━━━━━ Texte source

Evénement BPI France Le HUB évolution des métiers du Marketing

Le 27 mars 2025, Bpifrance Le Hub a réuni quatre professionnels du marketing pour décrypter les transformations d’un secteur en constante évolution. Au cœur des échanges : intelligence artificielle, spécialisation des compétences, mutation des rôles, guerre des talents et brouillage des titres. Une photographie sans détour d’un métier en train de se redéfinir.

Autour de la table, des profils complémentaires :

– Domitille de Saint-Exupéry, CMO de Lemlist, plateforme de prospection B2B qui mise sur la personnalisation à grande échelle,
– Mégane Gateau, CMO chez Figures, spécialiste de la gestion de la rémunération
Jordan Chenevier-Truchet, cofondateur de l’agence Marketing & Growth Bulldozer.
– Et Jolhane Leite, cofondateur d’UnlockM, une plateforme de formation et communauté pour responsable et directeur-ice marketing.

De gauche à droite, Jordan Chenevier-Truchet (Bulldozer), Jolhane Leite (UnlockM), Mégane Gateau (Figures), Domitille de Saint-Exupéry (Lemlist)

Un secteur en transition permanente

 

Fini le marketing généraliste ! En l’espace de quelques années, les entreprises ont vu émerger une galaxie de nouveaux métiers aux intitulés parfois flous mais aux expertises bien réelles : marketing ops, growth engineer, product marketing, content strategist… Une spécialisation alimentée par deux dynamiques majeures : l’explosion des canaux et le besoin d’autonomie vis-à-vis des équipes techniques.

Cette montée en compétence touche toutes les tailles d’organisations, y compris les PME, désormais en quête de profils pointus. Les recruteurs, eux, réclament des expertises ciblées. Le simple intitulé “marketing manager” ne suffit plus à résumer un rôle.

Il y a deux grandes catégories de nouveaux rôles : les spécialistes métier – par canal ou par levier – et les rôles d’interface comme le product marketing. On cherche à être plus autonomes vis-à-vis des équipes tech.” – Domitille de Saint-Exupéry

 

L’IA, catalyseur de transformation

 

L’intelligence artificielle s’est imposée dans le quotidien des équipes marketing, bien au-delà du simple effet de mode. Utilisée pour produire des briefs, résumer des webinaires, générer des contenus ou automatiser des campagnes, elle modifie en profondeur les pratiques.

Certaines entreprises vont plus loin en intégrant l’IA dans leur stratégie de personal branding ou de prospection automatisée. Les agents conversationnels capables d’imiter un style rédactionnel spécifique ou de produire des posts LinkedIn calibrés sont devenus une réalité opérationnelle.

Mais l’IA ne se limite pas à la génération de texte : elle s’avère aussi précieuse pour l’analyse et la prédiction. Générer des requêtes SQL, scorer des leads ou créer des modèles de segmentation devient accessible sans être développeur. Encore faut-il encadrer son usage : structuration des projets, partage de prompts, outils premium… tout est pensé pour garantir des résultats de qualité, notamment chez les profils les moins expérimentés.

━━━━━━━━━━
━━━━━ Jeu de données

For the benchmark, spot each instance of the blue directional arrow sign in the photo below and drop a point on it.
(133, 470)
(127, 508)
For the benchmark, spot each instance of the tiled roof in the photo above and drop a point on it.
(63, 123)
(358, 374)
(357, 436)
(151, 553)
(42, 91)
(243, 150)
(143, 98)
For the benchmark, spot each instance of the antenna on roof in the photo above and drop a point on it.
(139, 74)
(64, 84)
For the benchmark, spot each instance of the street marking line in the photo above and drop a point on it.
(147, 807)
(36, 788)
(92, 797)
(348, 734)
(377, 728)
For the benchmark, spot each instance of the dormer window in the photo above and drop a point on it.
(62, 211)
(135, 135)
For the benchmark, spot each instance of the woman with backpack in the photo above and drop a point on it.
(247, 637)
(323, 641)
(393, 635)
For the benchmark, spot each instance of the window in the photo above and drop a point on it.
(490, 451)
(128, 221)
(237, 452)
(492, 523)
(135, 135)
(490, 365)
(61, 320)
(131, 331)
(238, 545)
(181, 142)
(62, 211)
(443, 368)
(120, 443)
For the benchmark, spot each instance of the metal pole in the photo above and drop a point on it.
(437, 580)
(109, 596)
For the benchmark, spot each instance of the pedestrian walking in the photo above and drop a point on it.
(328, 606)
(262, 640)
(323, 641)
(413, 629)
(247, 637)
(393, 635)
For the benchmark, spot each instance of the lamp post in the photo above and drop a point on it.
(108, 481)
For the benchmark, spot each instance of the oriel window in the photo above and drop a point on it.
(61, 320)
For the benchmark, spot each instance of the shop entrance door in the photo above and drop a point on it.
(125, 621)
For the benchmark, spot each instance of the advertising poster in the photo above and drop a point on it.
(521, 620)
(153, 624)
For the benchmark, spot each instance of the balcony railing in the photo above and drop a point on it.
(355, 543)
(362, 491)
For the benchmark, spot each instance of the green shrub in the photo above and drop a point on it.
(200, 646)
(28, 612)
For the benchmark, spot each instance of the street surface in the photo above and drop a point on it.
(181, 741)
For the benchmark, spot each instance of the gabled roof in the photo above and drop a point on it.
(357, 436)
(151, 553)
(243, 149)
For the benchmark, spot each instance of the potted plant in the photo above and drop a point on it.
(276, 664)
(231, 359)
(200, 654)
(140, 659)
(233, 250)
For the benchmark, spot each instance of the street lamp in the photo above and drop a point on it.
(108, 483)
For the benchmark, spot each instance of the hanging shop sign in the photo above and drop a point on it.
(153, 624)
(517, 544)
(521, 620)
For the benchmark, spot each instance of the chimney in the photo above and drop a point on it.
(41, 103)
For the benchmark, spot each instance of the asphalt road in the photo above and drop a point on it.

━━━━━━━━━━

Énoncé écrit 1:
Indiquez si chacune des affirmations suivantes concorde avec le texte sur l'évolution des métiers du marketing, en répondant par oui ou par non et en citant mot pour mot les termes du texte qui tranchent. (a) L'événement s'est tenu le 27 mars 2025 et a réuni quatre professionnels du marketing. (b) La montée en compétence épargne les PME. (c) Mégane Gateau occupe le poste de CMO chez Lemlist.
Énoncé écrit 2:
Convertissez en tableau Markdown les lignes des enregistrements qui vont de la ligne contenant "For the benchmark, spot each instance of the advertising" jusqu'à la fin des enregistrements, ces deux bornes comprises. Le tableau a deux colonnes, Numéro et Ligne d'enregistrement, et ne reprend pas les lignes vides.

Réponse complète 1:
(a) Oui : « Le 27 mars 2025, Bpifrance Le Hub a réuni quatre professionnels du marketing ».
(b) Non : « Cette montée en compétence touche toutes les tailles d’organisations, y compris les PME ».
(c) Non : « Mégane Gateau, CMO chez Figures ».

Réponse complète 2:
| Numéro | Ligne d'enregistrement |
|---|---|
| 1 | For the benchmark, spot each instance of the advertising poster in the photo above and drop a point on it. |
| 2 | (521, 620) |
| 3 | (153, 624) |
| 4 | For the benchmark, spot each instance of the balcony railing in the photo above and drop a point on it. |
| 5 | (355, 543) |
| 6 | (362, 491) |
| 7 | For the benchmark, spot each instance of the green shrub in the photo above and drop a point on it. |
| 8 | (200, 646) |
| 9 | (28, 612) |
| 10 | For the benchmark, spot each instance of the street surface in the photo above and drop a point on it. |
| 11 | (181, 741) |
| 12 | For the benchmark, spot each instance of the gabled roof in the photo above and drop a point on it. |
| 13 | (357, 436) |
| 14 | (151, 553) |
| 15 | (243, 149) |
| 16 | For the benchmark, spot each instance of the potted plant in the photo above and drop a point on it. |
| 17 | (276, 664) |
| 18 | (231, 359) |
| 19 | (200, 654) |
| 20 | (140, 659) |
| 21 | (233, 250) |
| 22 | For the benchmark, spot each instance of the street lamp in the photo above and drop a point on it. |
| 23 | (108, 483) |
| 24 | For the benchmark, spot each instance of the hanging shop sign in the photo above and drop a point on it. |
| 25 | (153, 624) |
| 26 | (517, 544) |
| 27 | (521, 620) |
| 28 | For the benchmark, spot each instance of the chimney in the photo above and drop a point on it. |
| 29 | (41, 103) |
| 30 | For the benchmark, spot each instance of the asphalt road in the photo above and drop a point on it. |